* **Explore the material**
(1) According to the CIARA vignette, what does the name CIARA stand for?
(2) Continue the CIARA vignette, picking up after its final line of code.

* **Text section**
--

CIARA

knitr::opts_chunk$set(
  collapse = TRUE,
  comment = "#>",
  fig.width=7, 
  fig.height=5
)

The vignette depends on Seurat package.

library(CIARA)

required <- c("Seurat")
if (!all(unlist(lapply(required, function(pkg) requireNamespace(pkg, quietly = TRUE)))))
  knitr::opts_chunk$set(eval = FALSE)

In this vignette it is shown the analysis performed on single cell RNA seq human gastrula data from Tyser, R.C.V. et al., 2021.

Load human gastrula data and create norm counts and knn matrices using Seurat

We load the raw count matrix and umap coordinate defined in the original paper. Raw count matrix can be downloaded here

umap_elmir <- readRDS(system.file("extdata", "annot_umap.rds", package = "CIARA"))

coordinate_umap_human <- umap_elmir[, 2:3]

Obtain normalized count matrix and knn matrix ( euclidean distance on highly variable genes) using Seurat.

  human_data_seurat <- cluster_analysis_integrate_rare(raw_counts_human_data, "Human_data", 0.1, 5, 30)
norm_human_data <- as.matrix(Seurat::GetAssayData(human_data_seurat, slot = "data", assay = "RNA"))

knn_human_data <- as.matrix(human_data_seurat@graphs$RNA_nn)

Cluster annotation provided in the original paper

original_cluster_human <- as.vector(umap_elmir$cluster_id)
names(original_cluster_human) <- names(umap_elmir$cell_name)
plot_umap(coordinate_umap_human, original_cluster_human)

Run CIARA

CIARA (Cluster Independent Algorithm for the identification of RAre cell types) is a cluster independent approach that selects genes localized in a small number of neighboring cells from high dimensional PCA space. We don't execute the CIARA algorithm and we directly load the result

background <- get_background_full(norm_human_data, threshold = 1, n_cells_low = 3, n_cells_high = 20)
result <- CIARA(norm_human_data, knn_human_data, background, cores_number = 1, p_value = 0.001, odds_ratio = 2, local_region = 1, approximation = FALSE)
load(system.file("extdata", "result.Rda", package = "CIARA"))

--

Stored dataset rows:
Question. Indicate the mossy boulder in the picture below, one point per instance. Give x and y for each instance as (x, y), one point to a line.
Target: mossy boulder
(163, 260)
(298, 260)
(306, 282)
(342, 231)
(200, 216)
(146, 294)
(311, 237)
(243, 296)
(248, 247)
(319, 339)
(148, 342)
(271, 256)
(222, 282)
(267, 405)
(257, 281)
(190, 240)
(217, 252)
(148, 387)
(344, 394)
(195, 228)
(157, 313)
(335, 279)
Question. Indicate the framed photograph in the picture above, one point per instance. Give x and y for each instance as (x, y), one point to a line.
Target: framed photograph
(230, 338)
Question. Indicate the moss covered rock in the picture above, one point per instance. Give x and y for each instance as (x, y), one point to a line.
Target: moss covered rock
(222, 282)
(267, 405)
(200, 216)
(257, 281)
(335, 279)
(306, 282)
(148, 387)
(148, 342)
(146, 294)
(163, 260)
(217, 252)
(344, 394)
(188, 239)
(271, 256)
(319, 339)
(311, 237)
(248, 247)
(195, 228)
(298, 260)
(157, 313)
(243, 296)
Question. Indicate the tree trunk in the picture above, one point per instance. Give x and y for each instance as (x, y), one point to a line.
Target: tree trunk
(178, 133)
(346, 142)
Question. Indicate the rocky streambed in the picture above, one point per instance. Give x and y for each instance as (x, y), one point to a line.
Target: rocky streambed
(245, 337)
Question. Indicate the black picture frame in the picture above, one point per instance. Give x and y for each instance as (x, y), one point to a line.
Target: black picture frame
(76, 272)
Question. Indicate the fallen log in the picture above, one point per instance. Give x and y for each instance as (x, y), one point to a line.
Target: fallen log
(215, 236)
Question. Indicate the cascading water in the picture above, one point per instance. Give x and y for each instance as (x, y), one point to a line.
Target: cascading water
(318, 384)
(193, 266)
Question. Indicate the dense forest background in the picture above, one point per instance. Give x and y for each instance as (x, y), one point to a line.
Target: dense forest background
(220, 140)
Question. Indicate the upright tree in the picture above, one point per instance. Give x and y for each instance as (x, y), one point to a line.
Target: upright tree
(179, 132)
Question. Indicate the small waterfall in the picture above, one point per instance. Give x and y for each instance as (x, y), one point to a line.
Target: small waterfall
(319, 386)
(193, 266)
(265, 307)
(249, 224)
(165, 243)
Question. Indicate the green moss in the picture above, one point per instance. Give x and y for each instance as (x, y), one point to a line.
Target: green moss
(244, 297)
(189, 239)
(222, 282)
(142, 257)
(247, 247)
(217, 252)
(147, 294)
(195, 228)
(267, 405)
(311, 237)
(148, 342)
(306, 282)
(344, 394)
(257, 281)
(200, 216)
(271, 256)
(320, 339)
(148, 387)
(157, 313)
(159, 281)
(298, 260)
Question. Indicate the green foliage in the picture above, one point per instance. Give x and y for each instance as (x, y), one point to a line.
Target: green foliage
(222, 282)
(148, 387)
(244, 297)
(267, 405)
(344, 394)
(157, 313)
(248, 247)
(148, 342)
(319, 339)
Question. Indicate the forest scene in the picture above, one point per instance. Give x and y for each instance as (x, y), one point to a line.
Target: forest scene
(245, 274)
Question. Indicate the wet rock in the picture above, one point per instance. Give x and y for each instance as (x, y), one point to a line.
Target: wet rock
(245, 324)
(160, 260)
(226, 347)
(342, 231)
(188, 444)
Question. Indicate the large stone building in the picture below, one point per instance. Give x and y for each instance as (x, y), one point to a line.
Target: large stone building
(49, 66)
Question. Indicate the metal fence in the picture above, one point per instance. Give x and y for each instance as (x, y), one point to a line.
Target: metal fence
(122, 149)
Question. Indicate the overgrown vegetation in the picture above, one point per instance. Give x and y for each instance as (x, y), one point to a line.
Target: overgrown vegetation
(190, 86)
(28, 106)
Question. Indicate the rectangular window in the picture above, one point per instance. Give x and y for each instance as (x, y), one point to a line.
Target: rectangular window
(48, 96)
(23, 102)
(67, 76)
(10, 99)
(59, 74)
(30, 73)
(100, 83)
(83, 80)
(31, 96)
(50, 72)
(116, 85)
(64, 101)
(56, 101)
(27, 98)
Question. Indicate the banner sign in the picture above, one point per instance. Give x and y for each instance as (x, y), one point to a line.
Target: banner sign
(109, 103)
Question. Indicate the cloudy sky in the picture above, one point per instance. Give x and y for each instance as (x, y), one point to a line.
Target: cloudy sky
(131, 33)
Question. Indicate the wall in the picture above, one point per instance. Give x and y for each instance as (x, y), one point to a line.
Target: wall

--

* **Expected responses**
(1) Cluster Independent Algorithm for the identification of RAre cell types

(2)
Identifying highly localized genes

ciara_genes <- row.names(result)[result[, 1]<1]
ciara_genes_top <- row.names(result)[order(as.numeric(result[, 1]))]
norm_human_data_ciara <- norm_human_data[ciara_genes, ]
load(system.file("extdata", "norm_human_data_ciara.Rda", package = "CIARA"))
p <- list()
for(i in (ciara_genes_top)[1:5]) {
  q <- plot_gene(norm_human_data_ciara, coordinate_umap_human, i, i)
  p <- list(p, q)
}
p
background <- row.names(result)
plot_genes_sum(coordinate_umap_human, norm_human_data_ciara, (ciara_genes), "Sum from top CIARA genes")

It is also possible to explore wich genes are highly localized in which cells in an interactive way

norm_counts_small <- apply(norm_human_data_ciara, 1, function(x) {
  y <- x/sum(x)
  return(y)
  })
gene_sum <- apply(norm_counts_small, 1, sum)

genes_name_text <- selection_localized_genes(norm_human_data_ciara, ciara_genes, min_number_cells = 4, max_number_genes = 4)
colnames(coordinate_umap_human) <- c("UMAP_1", "UMAP_2")

if ((requireNamespace("plotly", quietly = TRUE))) {
plot_interactive(coordinate_umap_human, gene_sum, genes_name_text, min_x = NULL, max_x = NULL, min_y = NULL, max_y = NULL)
  }

Cluster analysis using CIARA highly localized genes

We run louvain cluster analysis implemented in Seurat using as features the highly localized genes provided by CIARA

human_data_ciara <- cluster_analysis_integrate_rare(raw_counts_human_data, "Elmir data", 0.01, 5, 30, (ciara_genes))

We can explore how much the number of clusters changes with the resolution. The original cluster 1 and 2 for resolution 0.01 are constantly present for higher values of resolution.

if ((requireNamespace("clustree", quietly = TRUE))) {
  find_resolution(human_data_ciara, seq(0.01, 1, 0.1))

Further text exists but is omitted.